Raymond Cormier was 53 when he was arrested in December 2015. He is charged with second-degree murder.
The trial is expected to last five weeks.

Two local volunteers will be honoured for their services with lifetime achievement awards.
Carol Tobicoe of the Mississaugas of the New Credit First Nation and Steven Williams of Six Nations of the Grand River were named as recipients of the 2018 Lifetime Achievement Award for Outstanding Volunteerism.
Mel Osborne of Brant County and Ross Enslev of the City of Brantford will also be awarded in a recognition ceremony to be held in the spring.
The award recognizes individuals who have made an exceptional contribution to Brant, the City of Brantford, Six Nations & New Credit through volunteering in their lifetime.
Each year the award is presented to four people from the area. As a part of the award a $5000 legacy fund is established in their honour
A celebration to honour the recipients will be held during National Volunteer week on Monday, April 16 at the Brantford Golf & Country Club.

The former head of a Metis group has announced his intention to sue the federal and Saskatchewan governments over the 60s Scoop.
Robert Doucette, a 60s Scoop survivor and former president of the Metis Nation of Saskatchewan, says it’s wrong that Metis were left out of a federal government apology and compensation deal for victims of the practice.
Federal minister of Indigenous affairs, Carolyn Bennett made a statement of apology in the fall for 60s Scoop survivors who were robbed of their cultural identities, but it didn’t include Metis.
The federal government agreed to pay a maximum $750 million to status Indian and Inuit victims.
In 2015, Saskatchewan premier Brad Wall promised an apology for Metis and First Nation survivors. However, an apology from the provincial government has not yet been issued. Wall had said he was ready to make an apology but he didn’t agree with the idea of provincial compensation.
The lawsuit filed by Doucette is not a class-action lawsuit as he says other survivors have the intent of filing other lawsuits in the future.

The Medical Officer of Health for the Brant County Health Unit has issued a cold alert as temperatures are expected to drop below -15°C, without wind chill.
 Officials say at those temperatures unprotected skin can freeze in less than 30 minutes and the risk of developing hypothermia is high in older adults, infants and young children. 
The Brant County Health Unit and the City of Brantford are working together with various community agencies to ensure that emergency accommodation is available during the extreme cold.

## ACTIVITIES:
1 - According to the news briefs, how large is the legacy fund set up in each volunteer award recipient's honor?
2 - Pick up the news briefs after their last sentence and continue them.
The material has nothing to do with the news briefs.

## Stored items from a collection:
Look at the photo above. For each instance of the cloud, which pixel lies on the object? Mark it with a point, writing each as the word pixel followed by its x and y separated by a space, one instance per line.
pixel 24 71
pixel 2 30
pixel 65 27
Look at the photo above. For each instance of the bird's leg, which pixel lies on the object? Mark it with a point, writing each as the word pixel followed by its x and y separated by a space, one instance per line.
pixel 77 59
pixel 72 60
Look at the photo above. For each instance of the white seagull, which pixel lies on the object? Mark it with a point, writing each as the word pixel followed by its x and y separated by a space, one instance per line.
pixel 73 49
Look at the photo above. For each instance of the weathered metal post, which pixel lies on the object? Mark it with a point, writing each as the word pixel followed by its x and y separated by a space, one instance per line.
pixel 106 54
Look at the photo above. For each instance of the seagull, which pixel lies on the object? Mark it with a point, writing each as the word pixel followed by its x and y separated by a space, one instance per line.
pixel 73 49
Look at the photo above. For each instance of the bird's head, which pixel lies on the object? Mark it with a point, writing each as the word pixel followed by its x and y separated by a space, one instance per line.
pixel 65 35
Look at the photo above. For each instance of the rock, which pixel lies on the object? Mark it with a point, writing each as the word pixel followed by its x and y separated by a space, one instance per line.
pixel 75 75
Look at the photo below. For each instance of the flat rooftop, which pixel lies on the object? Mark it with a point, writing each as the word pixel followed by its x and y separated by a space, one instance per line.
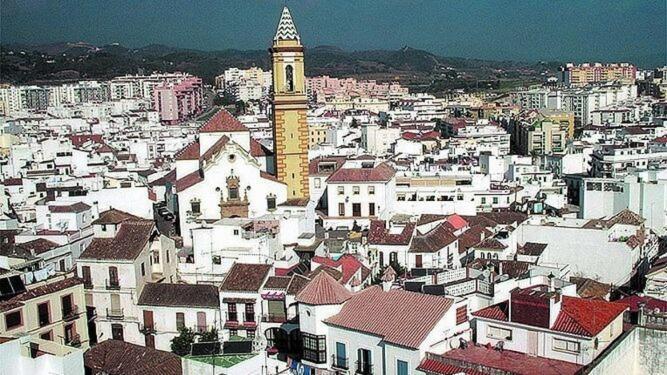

## YOUR RESPONSES:
1 - $5000

2 -
A Metis woman from the Northwest Territories is leading class-action lawsuit alleging sexual abuse at the hands of officials at Canada’s 29 Indian Hospitals.
The now defunct government run hospitals were open from 1945 through to 1981.
A statement of claim filed last week in Toronto federal court says Indigenous patients suffered consistent physical and sexual assaults, were deprived of food and drink, force-fed their own vomit and unnecessarily restrained in their beds.
The suit further describes the hospitals as unsanitary, crumbling and staffed by many foreign-trained doctors who failed to qualify to practice medicine in Canada.
Steve Cooper, a lawyer in Sherwood Park, Alta., said his firm and two others in Ontario are representing about 30 former patients in the lawsuit so far. He expects there will be more.
Indigenous and Northern Affairs Canada says the government is working to resolve the matter out of court.

Ontario Provincial Police are looking for suspects following the theft of a golden eagle from an aviary about 75 kilometres west of Toronto.
Investigators say the eagle was taken some time between Jan. 17 and Jan. 18 and the theft from the facility northeast of Acton was reported on Jan. 28.
Police say the eagle, known as Riff-Raff, is worth about $15,000.
The eagle is described as brown with white flecks and approximately three years old, 76 centimetres tall and weighs about six kilograms.
Police say the eagle is a show and demonstration bird, but it is not a pet and should not be approached.
They believe the thief had extensive knowledge and training to be able to handle the bird and say there are no indications it was an act of protest.